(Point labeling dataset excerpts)
+--

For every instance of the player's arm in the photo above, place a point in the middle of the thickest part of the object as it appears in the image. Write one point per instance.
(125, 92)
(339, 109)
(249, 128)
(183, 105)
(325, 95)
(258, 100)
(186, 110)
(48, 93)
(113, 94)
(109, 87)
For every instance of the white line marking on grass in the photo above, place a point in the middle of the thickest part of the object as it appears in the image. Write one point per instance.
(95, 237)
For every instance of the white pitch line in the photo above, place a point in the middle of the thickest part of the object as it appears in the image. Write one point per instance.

+--

> [What you should do]
Copy the entries above exactly, leaving none out.

> [Finished task]
For every instance of the player's arm in the photo above, place a point in the middle of the thickest part of the object as it appears in the image. Write one point per instance.
(125, 92)
(339, 109)
(249, 128)
(183, 105)
(325, 95)
(258, 100)
(186, 110)
(48, 93)
(113, 94)
(109, 87)
For every instance of the white line marking on grass in the photo above, place a point in the middle of the thickest part of the object as it appears in the image. Write one point per instance.
(95, 237)
For every instance of the white pitch line in the photo above, place a point in the middle of the thickest part of the object as it appears in the image. Write one point per instance.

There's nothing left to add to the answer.